Stored data entries
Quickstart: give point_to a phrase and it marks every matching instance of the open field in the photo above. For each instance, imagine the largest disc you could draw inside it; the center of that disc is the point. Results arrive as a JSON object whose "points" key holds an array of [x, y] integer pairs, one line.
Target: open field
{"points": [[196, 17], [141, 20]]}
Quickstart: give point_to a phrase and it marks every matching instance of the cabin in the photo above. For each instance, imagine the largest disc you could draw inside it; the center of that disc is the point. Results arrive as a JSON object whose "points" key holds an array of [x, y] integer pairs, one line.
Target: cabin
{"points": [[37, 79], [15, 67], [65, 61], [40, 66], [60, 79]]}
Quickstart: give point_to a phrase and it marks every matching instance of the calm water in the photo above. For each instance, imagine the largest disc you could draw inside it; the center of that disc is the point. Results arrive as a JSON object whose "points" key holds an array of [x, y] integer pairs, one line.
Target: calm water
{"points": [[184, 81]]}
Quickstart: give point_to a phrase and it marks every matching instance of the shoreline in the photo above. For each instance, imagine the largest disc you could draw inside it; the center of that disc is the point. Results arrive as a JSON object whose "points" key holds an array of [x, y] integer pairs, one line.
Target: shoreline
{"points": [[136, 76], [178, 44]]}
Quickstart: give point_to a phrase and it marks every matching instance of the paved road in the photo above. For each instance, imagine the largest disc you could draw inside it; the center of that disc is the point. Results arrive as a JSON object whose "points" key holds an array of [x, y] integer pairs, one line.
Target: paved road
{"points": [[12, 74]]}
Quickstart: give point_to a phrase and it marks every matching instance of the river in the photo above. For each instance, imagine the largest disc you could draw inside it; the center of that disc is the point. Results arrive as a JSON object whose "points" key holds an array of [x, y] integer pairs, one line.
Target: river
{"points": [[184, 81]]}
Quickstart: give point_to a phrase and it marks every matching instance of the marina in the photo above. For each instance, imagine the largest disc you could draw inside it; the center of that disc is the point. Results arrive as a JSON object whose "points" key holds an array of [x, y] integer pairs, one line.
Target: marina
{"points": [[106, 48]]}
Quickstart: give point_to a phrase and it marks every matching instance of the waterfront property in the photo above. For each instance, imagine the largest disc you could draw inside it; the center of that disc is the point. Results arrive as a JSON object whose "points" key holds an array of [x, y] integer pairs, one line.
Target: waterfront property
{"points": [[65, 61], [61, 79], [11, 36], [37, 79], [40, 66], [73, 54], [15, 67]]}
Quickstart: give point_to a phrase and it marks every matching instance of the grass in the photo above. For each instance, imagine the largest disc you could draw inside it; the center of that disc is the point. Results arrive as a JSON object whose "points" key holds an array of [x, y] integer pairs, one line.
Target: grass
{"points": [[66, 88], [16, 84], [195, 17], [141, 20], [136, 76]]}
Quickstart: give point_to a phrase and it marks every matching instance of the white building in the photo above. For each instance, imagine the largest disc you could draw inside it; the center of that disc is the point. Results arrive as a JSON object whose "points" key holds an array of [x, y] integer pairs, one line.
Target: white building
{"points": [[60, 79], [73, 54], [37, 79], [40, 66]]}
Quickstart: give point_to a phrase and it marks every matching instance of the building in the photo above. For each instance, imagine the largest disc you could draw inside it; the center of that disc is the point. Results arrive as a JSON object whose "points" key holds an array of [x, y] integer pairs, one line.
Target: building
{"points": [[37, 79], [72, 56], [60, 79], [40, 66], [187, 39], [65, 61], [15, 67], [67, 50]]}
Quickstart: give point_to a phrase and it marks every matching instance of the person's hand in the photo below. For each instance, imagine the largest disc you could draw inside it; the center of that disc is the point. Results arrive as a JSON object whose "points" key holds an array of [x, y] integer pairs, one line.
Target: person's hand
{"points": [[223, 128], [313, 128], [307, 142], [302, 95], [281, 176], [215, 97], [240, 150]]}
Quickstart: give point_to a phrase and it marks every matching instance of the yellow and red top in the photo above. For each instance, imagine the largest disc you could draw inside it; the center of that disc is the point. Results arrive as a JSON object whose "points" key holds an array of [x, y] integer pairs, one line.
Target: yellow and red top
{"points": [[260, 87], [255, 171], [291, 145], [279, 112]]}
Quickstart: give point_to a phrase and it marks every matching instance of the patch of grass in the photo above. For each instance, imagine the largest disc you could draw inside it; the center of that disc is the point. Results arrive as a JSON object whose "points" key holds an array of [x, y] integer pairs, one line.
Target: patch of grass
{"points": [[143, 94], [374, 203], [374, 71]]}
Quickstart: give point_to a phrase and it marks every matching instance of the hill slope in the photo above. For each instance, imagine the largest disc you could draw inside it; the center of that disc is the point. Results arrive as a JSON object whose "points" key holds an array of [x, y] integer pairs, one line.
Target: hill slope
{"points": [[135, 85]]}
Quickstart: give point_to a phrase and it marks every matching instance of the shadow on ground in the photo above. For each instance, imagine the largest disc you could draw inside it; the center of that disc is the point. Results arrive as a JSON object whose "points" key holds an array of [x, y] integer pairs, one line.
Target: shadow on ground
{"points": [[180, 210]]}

- YOUR TASK -
Among the records above, extract exactly the lines from the line with "Target: marina" to the line with "of the person's", both lines included, and leave out the rest.

- ANSWER TO THE PROBLEM -
Target: marina
{"points": [[106, 48]]}
Quickstart: give point_to a phrase and it marks every matching instance of the waterfront property in the photo above. For each instance, imagine the largest disc you could draw inside it; the center of that disc is the point. Results arrive as a JSON object whose "points" key holds an array of [x, y] integer pairs, one line.
Target: waterfront property
{"points": [[65, 61], [61, 79], [11, 36], [37, 79], [40, 66], [73, 54], [15, 67]]}
Quickstart: give point_to a phrase and it marks every matching instance of the grass in the photo above. For each instance, imagine the largest disc you could draw inside it; the center of that disc is the point. Results arrive as a JSON object whose "points" key holds an array of [x, y] integer pairs, one line.
Target: grass
{"points": [[66, 88], [16, 84], [195, 17], [141, 20], [136, 76]]}
Quickstart: give point_to a phrase and it marks every matching instance of the white building in the photo above. For each instance, imagine the largest disc you could draw inside it; the center of that disc is the point. Results arrive as a JSON object whose "points" key holds an array of [x, y] integer pairs, one line.
Target: white building
{"points": [[60, 79], [73, 54], [37, 79], [40, 66]]}
Quickstart: give point_to a phrase and it marks every matching instance of the building in the photo above. For each instance, imagine the largest disc you could draw inside it; the center of that disc is the point. Results arrive as a JSON object whose "points" key holds an array of [x, y] integer pairs, one line.
Target: building
{"points": [[37, 79], [72, 56], [60, 79], [40, 66], [187, 39], [65, 61], [15, 67], [67, 50]]}
Quickstart: give point_to a phrase and it marks every matching instance of the person's hand in the photo below. For each instance, imagine the largest disc you could draw inside it; the center of that disc is the point. Results arrive as a JSON object whose "points" key holds an array of [x, y] integer pairs, one line.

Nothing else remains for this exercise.